Furthermore, Cleveland said, it would weaken the “bonds of a common brotherhood” for the government to provide assistance to individuals where individuals, families, communities and private charities otherwise would.
Finally, the veto message suggested that if Congress wanted to relieve the suffering of Texas farmers, Senators and Representatives from each state could voluntarily give up the share of grain distributed by the Department of Agriculture each year. “The constituents, for whom in theory this grain is intended, could well bear the temporary deprivation, and the donors would experience the satisfaction attending deeds of charity.” Cleveland’s principled stances won him the admiration of many. They also brought him many enemies. But he did not waver from his commitment to exercising only the powers warranted by the Constitution. One American author said that Cleveland’s “patriotic virtues have won for [him] the homage of half a nation and the enmity of the other half. This places [his] character upon a summit as high as Washington’s.”
- What was the Texas Seed Bill?
- List two reasons for Cleveland’s veto of the Texas Seed Bill.
- How would you respond to Cleveland’s assertion that “the lesson should be constantly enforced that, though the people support the government, the government should not support the people”?
- One American author said that Cleveland’s “patriotic virtues have won for [him] the homage of half a nation and the enmity of the other half. This places [his] character upon a summit as high as Washington’s.” From what you know, which do you think he deserves? What else would you want to know to answer the question more completely?

Record excerpts

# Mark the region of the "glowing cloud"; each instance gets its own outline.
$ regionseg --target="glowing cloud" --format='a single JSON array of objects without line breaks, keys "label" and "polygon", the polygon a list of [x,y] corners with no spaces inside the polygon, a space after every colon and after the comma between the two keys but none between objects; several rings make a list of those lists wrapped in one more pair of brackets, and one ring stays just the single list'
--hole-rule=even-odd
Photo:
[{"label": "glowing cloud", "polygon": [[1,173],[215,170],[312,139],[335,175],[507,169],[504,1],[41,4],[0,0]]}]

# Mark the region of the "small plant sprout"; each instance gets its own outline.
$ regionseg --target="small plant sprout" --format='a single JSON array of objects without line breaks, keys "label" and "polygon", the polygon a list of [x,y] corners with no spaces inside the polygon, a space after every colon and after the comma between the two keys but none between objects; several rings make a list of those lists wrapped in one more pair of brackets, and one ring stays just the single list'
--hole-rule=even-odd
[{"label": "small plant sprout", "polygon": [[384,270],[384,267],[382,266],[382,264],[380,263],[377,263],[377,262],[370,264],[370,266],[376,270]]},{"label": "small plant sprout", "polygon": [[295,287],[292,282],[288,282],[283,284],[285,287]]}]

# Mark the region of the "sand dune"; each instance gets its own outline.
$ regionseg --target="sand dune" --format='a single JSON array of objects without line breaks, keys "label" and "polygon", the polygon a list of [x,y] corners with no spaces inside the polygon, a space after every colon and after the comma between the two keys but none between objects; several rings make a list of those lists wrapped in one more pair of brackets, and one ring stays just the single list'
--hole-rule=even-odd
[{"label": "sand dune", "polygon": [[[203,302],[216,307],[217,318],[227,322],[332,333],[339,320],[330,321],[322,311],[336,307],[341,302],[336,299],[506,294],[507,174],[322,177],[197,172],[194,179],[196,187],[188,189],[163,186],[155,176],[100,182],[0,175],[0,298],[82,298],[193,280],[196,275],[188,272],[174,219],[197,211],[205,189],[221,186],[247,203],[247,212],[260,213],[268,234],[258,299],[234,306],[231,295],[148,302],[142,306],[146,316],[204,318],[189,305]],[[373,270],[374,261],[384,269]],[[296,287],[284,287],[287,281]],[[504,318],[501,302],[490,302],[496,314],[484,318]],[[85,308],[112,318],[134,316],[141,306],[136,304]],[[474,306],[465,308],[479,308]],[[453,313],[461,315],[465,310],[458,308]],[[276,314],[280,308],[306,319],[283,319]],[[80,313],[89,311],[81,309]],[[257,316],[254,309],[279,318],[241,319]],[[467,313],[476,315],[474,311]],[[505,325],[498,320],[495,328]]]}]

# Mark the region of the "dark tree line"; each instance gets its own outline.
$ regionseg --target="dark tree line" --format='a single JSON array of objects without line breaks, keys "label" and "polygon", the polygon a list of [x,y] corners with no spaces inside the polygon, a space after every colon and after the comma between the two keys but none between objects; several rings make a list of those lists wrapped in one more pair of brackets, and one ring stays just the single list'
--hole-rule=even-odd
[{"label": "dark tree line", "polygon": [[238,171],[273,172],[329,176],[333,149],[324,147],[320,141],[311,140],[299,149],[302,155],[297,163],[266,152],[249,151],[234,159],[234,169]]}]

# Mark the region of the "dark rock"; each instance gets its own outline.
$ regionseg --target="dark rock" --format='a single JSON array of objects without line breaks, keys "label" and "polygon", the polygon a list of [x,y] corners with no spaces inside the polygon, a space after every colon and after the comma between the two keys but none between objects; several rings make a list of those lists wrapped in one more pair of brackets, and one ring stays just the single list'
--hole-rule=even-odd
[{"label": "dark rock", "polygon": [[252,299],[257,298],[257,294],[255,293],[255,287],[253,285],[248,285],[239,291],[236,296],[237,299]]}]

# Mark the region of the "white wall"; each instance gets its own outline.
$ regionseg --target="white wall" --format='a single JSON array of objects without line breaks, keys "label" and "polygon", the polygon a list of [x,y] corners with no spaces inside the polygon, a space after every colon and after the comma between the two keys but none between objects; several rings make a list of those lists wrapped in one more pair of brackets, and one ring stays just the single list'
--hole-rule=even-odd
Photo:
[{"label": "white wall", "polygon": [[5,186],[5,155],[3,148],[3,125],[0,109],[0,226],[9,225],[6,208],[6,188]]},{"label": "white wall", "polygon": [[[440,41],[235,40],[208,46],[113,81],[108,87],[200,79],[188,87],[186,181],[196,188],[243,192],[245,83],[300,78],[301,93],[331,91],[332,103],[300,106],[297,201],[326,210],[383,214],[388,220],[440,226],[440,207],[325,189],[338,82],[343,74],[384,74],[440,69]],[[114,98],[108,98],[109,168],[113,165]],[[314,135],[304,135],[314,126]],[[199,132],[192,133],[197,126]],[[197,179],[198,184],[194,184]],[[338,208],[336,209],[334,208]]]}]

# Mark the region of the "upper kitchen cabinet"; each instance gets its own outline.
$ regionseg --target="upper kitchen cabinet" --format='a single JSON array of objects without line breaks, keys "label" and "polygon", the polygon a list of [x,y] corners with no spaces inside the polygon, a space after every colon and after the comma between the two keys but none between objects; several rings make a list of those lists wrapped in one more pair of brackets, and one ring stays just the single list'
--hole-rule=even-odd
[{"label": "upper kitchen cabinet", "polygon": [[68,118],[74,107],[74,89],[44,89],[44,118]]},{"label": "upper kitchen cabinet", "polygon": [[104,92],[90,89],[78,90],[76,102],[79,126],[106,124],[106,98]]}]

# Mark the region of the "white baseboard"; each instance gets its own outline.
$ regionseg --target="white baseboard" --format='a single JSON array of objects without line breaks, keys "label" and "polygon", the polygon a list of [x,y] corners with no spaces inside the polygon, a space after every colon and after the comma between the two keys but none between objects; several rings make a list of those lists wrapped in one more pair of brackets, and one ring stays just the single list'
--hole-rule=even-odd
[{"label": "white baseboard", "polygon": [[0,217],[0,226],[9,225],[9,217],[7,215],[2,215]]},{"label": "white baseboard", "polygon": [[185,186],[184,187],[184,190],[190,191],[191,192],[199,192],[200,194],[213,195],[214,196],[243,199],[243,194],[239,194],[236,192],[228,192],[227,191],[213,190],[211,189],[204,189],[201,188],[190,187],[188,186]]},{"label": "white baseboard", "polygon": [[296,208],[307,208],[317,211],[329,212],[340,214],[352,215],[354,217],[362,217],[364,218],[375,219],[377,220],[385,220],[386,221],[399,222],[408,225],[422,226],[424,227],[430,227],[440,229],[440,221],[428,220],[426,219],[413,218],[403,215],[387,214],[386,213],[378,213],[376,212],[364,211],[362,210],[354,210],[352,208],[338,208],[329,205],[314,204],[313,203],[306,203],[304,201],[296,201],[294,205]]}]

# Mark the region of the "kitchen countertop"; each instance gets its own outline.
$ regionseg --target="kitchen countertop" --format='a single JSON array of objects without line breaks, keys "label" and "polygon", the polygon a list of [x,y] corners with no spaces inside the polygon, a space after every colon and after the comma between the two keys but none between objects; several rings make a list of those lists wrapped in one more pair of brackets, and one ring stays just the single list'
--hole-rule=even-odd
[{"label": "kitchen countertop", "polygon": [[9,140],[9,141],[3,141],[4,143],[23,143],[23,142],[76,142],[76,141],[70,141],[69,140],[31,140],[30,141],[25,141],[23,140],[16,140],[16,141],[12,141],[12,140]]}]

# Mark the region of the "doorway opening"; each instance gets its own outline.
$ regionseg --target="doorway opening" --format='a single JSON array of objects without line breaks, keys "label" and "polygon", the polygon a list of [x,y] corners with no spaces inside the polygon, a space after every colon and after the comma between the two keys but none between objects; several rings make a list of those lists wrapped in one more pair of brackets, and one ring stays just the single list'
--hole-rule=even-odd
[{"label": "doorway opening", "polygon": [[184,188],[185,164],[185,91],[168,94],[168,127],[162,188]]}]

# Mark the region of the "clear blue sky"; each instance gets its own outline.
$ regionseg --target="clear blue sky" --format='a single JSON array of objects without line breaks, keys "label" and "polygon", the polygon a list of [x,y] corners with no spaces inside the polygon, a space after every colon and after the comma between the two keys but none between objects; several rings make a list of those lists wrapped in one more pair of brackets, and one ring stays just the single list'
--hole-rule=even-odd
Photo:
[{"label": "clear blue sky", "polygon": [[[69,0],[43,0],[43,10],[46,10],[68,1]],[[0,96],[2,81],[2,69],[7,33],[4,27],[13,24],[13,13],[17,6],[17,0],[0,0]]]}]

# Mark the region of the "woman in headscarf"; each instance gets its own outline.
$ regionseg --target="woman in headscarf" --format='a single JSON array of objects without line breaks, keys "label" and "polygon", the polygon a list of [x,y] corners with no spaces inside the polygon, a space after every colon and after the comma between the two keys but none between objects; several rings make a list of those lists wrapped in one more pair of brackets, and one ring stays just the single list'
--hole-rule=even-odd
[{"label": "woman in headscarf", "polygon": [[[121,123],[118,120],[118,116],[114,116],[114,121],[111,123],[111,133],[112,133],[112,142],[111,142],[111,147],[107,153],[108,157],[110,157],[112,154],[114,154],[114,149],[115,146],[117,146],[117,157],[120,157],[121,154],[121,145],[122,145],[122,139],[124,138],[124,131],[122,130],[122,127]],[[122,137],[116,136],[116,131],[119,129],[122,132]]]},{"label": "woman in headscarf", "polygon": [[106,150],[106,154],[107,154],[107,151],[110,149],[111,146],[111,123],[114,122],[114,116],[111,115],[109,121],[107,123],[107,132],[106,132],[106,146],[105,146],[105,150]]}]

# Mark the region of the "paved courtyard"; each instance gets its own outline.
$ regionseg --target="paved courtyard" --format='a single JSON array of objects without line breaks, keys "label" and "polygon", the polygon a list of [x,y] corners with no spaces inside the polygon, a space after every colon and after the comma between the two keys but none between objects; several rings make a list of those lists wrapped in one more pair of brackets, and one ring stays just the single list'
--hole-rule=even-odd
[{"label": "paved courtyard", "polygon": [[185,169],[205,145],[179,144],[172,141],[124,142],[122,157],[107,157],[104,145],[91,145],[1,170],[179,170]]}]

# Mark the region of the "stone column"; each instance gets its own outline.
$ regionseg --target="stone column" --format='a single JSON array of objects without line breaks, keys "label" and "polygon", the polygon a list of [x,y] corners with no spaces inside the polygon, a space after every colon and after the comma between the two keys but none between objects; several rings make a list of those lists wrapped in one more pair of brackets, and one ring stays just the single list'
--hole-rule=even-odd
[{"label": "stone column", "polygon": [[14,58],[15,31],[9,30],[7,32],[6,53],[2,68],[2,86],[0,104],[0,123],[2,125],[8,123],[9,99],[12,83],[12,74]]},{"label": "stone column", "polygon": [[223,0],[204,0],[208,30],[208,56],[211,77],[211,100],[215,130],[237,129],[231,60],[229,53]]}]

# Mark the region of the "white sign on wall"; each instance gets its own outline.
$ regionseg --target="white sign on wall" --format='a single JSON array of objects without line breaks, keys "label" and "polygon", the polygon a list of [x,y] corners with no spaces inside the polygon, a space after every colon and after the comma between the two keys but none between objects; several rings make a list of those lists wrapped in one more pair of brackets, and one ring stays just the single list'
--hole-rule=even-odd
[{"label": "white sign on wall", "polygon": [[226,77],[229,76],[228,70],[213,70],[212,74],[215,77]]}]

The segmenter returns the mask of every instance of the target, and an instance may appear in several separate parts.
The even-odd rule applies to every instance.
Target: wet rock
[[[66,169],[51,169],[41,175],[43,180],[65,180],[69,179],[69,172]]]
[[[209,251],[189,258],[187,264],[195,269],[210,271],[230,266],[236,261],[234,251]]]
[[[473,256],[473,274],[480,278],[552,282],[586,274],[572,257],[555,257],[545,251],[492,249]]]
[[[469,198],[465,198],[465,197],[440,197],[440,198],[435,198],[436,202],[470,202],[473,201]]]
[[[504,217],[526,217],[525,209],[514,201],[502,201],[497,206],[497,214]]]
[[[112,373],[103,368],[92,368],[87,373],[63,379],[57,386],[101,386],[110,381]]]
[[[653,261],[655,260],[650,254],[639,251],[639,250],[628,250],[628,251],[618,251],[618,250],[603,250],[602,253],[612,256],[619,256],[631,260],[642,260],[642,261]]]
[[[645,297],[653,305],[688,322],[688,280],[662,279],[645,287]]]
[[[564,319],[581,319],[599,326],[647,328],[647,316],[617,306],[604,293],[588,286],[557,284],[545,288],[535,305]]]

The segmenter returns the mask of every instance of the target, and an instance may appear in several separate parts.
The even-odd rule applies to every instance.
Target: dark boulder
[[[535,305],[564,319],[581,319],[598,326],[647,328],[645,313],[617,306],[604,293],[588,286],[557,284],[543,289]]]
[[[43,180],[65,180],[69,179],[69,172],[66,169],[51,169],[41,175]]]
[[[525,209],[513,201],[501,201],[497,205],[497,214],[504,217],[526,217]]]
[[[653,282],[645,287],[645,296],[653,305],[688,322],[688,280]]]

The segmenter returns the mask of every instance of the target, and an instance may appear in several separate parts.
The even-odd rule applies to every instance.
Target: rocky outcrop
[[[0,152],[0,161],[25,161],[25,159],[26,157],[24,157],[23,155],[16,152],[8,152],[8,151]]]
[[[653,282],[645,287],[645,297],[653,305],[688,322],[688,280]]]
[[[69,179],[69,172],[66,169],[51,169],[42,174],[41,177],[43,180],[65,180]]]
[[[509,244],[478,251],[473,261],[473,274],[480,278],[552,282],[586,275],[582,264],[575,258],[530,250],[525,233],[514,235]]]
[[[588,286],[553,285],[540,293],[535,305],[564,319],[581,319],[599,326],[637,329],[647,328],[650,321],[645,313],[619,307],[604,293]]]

Directive
Write out the passage on Cleveland's veto word for word, starting at "Furthermore, Cleveland said, it" and ending at "charities otherwise would.".

Task answer
Furthermore, Cleveland said, it would weaken the “bonds of a common brotherhood” for the government to provide assistance to individuals where individuals, families, communities and private charities otherwise would.